** Task input **
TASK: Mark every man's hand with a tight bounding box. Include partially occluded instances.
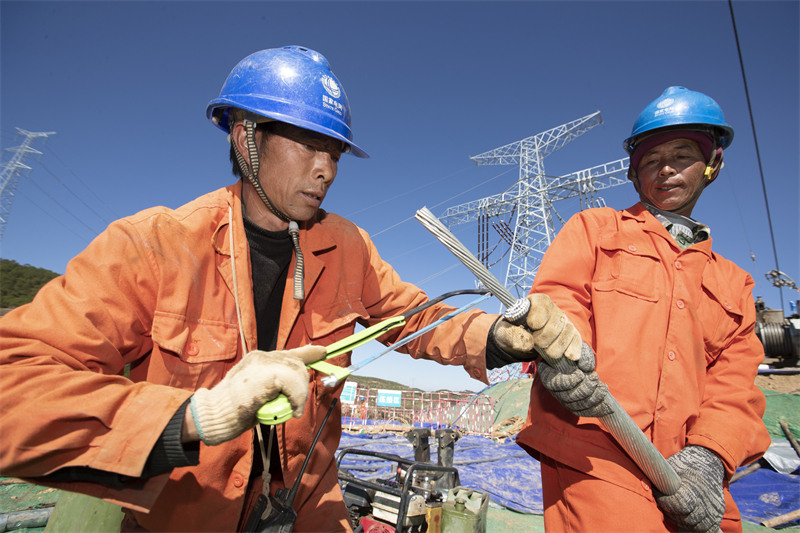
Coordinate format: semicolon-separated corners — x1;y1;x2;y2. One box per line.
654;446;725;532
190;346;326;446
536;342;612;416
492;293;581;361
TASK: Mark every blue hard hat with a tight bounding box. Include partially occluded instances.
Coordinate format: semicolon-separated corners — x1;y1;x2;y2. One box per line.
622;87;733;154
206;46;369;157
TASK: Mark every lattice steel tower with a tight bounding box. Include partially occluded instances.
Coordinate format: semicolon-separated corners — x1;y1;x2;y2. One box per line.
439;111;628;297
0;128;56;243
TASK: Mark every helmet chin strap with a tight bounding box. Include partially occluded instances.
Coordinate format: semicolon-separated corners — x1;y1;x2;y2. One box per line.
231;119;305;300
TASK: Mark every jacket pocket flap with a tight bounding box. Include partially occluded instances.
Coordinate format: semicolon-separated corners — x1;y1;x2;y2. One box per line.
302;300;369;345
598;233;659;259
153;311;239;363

* * *

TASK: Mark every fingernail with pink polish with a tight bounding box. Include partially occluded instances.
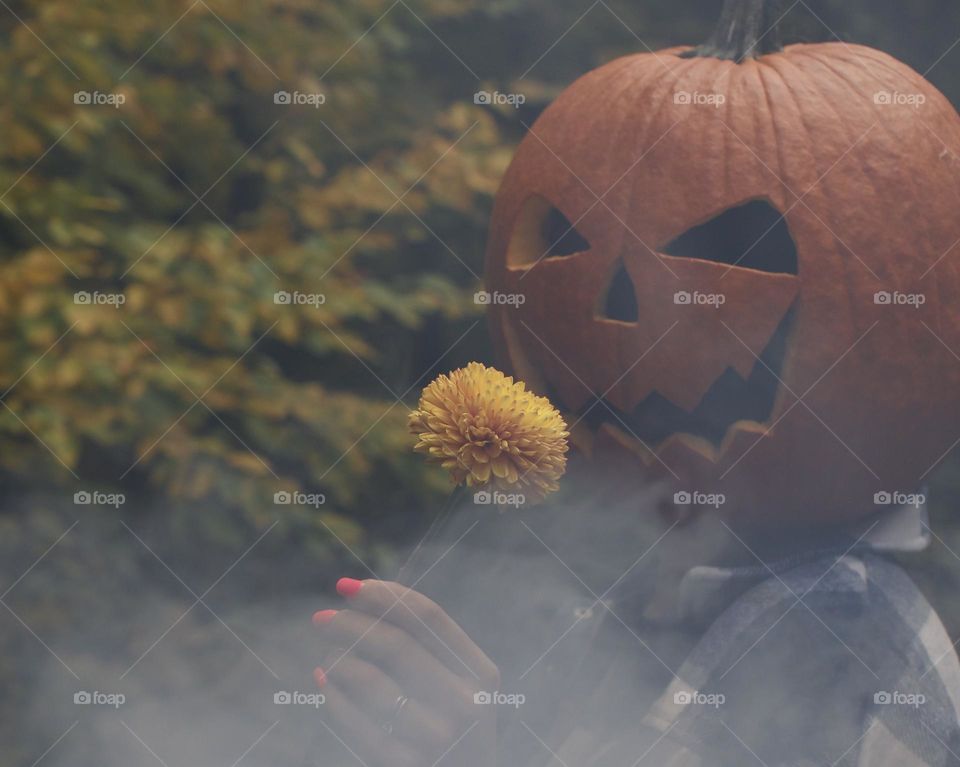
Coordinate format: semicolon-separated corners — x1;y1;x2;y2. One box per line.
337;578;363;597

** To do **
Give the lines from the one that contains "TASK: Mark every man's" through the one that contains "492;293;581;361", both included, as a numbered list with blank lines dropped. Leave the pictures out.

** Answer below **
1. TASK: Mark every man's hand with a tight bounding box. Include partially occluded instances.
2. Coordinate format: semicolon-separated corners — x1;y1;x2;y2. One box per line.
3. 654;446;725;532
4. 190;346;326;446
5. 536;342;612;416
6. 492;293;581;361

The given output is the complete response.